(WHAT NEEDS TO BE DONE):
Lines before the one containing "Provide the polygon of every instance of the pine" are excluded; retype that line and all remaining lines of the material exactly.

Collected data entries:
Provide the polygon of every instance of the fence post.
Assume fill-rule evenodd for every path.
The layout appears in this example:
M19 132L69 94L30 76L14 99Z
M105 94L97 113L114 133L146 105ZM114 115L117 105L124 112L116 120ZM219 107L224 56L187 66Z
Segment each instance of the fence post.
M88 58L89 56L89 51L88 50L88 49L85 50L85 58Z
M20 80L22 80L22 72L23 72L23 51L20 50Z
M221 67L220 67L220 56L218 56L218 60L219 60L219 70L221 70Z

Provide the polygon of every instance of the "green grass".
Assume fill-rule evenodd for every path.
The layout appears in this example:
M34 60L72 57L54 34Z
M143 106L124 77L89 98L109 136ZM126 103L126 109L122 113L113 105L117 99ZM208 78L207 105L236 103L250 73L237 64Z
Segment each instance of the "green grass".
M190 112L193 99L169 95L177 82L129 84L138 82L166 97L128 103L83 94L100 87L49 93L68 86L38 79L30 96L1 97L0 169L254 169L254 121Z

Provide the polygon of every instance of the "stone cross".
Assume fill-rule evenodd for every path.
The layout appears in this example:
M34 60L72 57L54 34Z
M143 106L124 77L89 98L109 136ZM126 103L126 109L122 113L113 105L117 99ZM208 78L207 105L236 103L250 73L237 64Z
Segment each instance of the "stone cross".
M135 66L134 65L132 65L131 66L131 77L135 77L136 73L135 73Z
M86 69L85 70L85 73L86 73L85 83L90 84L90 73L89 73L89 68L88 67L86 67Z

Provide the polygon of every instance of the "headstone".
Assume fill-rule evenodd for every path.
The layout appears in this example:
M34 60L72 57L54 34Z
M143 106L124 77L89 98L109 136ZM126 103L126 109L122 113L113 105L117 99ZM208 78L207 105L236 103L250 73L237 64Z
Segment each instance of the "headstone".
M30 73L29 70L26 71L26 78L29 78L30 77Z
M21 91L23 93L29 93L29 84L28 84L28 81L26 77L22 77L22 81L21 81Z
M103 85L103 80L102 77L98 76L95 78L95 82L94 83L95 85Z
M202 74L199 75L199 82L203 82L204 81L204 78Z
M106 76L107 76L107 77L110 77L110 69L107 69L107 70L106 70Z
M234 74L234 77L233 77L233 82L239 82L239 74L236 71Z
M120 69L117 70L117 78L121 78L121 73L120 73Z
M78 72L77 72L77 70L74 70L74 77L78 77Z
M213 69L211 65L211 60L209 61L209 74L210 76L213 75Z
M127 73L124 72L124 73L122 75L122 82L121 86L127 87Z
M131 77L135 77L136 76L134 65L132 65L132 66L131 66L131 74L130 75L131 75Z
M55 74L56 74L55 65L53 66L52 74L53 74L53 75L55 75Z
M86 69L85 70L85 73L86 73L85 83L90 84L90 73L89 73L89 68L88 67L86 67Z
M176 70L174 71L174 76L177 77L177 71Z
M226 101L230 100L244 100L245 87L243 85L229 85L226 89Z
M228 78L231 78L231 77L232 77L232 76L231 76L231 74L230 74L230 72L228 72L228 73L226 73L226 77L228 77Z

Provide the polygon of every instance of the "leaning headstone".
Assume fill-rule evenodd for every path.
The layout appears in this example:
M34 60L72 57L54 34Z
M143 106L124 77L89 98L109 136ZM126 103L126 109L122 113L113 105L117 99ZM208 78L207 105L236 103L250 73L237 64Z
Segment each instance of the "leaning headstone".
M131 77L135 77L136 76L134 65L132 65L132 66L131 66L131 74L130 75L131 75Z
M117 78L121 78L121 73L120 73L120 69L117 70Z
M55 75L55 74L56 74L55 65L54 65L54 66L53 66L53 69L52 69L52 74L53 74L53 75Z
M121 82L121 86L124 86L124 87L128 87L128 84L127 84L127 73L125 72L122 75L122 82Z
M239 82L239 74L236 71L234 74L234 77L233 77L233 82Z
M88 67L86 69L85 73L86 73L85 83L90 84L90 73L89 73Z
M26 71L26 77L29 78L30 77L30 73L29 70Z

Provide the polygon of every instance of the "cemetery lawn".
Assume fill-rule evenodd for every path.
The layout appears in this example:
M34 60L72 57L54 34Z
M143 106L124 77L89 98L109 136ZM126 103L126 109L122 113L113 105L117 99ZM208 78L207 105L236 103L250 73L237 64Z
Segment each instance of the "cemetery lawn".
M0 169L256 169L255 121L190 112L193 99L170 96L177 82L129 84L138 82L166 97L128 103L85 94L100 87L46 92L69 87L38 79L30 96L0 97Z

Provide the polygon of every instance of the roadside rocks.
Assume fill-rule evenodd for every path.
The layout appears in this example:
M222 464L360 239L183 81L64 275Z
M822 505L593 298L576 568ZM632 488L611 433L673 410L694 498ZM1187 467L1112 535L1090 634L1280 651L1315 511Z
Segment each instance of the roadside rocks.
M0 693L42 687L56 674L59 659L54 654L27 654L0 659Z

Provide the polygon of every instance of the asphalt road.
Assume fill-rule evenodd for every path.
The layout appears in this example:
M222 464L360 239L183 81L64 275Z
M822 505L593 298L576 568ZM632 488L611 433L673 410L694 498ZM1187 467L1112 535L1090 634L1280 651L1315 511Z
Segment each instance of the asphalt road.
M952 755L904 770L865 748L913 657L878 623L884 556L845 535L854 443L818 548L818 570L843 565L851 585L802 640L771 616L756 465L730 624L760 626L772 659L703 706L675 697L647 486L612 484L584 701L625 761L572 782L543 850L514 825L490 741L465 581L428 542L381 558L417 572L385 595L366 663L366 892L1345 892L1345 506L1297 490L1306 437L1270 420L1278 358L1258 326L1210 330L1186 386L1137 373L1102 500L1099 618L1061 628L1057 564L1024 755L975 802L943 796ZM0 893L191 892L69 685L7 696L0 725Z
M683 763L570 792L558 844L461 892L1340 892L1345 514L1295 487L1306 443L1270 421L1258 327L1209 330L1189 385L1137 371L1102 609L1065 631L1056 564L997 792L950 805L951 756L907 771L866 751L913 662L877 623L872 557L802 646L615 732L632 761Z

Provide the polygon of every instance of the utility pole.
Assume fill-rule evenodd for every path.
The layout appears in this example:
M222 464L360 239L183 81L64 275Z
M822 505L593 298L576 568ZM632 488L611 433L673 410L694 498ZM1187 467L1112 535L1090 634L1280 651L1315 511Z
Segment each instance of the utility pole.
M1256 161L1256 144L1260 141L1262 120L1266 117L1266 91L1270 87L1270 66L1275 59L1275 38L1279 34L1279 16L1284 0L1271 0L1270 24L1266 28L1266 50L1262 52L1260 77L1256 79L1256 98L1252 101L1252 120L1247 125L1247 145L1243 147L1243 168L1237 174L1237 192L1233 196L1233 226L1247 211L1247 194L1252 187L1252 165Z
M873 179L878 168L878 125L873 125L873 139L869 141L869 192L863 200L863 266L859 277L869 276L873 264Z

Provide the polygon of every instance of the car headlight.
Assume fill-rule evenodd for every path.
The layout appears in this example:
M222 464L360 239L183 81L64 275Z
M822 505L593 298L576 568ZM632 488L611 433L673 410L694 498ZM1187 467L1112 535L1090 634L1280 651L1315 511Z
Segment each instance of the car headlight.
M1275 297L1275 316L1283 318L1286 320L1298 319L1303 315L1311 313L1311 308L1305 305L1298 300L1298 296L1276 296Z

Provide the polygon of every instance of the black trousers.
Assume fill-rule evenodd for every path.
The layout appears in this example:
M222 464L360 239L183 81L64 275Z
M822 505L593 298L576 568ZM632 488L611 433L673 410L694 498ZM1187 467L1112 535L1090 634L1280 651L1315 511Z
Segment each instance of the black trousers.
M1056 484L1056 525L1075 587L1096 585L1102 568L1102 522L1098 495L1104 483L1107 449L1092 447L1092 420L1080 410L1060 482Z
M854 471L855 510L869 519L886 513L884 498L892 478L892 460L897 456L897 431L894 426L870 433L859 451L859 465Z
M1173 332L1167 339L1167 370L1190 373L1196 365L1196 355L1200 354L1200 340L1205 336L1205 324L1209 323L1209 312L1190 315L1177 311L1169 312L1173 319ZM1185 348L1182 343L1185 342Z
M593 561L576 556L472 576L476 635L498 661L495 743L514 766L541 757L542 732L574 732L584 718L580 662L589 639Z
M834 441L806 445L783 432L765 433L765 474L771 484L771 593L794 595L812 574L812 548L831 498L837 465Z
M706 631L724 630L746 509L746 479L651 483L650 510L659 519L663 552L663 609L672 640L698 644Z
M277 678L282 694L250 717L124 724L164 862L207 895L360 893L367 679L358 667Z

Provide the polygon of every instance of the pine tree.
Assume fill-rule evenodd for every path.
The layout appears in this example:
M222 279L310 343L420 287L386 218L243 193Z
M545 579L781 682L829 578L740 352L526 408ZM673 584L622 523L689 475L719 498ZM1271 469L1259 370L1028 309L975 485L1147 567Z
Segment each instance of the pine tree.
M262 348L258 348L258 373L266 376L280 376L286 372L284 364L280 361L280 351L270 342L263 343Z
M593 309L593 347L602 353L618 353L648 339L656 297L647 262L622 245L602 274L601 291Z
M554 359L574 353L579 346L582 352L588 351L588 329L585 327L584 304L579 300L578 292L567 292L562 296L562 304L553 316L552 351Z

(TASK RESULT):
Provide the polygon of every instance of the pine tree.
Assume fill-rule evenodd for every path.
The layout appears in this example:
M222 279L310 343L420 287L386 218L243 193Z
M545 579L781 682L829 578L740 352L526 408ZM673 584L622 523L689 475L719 498ZM1271 469L1259 370L1028 309L975 485L1147 567Z
Segment each instance of the pine tree.
M262 348L258 348L258 373L266 376L280 376L286 372L284 364L280 361L280 351L270 342L263 343Z
M593 309L593 347L602 353L618 353L648 339L656 297L647 262L622 245L602 274L601 291Z
M554 359L574 353L579 346L582 352L588 351L588 329L585 327L584 304L579 300L578 292L567 292L562 296L562 304L553 316L552 351Z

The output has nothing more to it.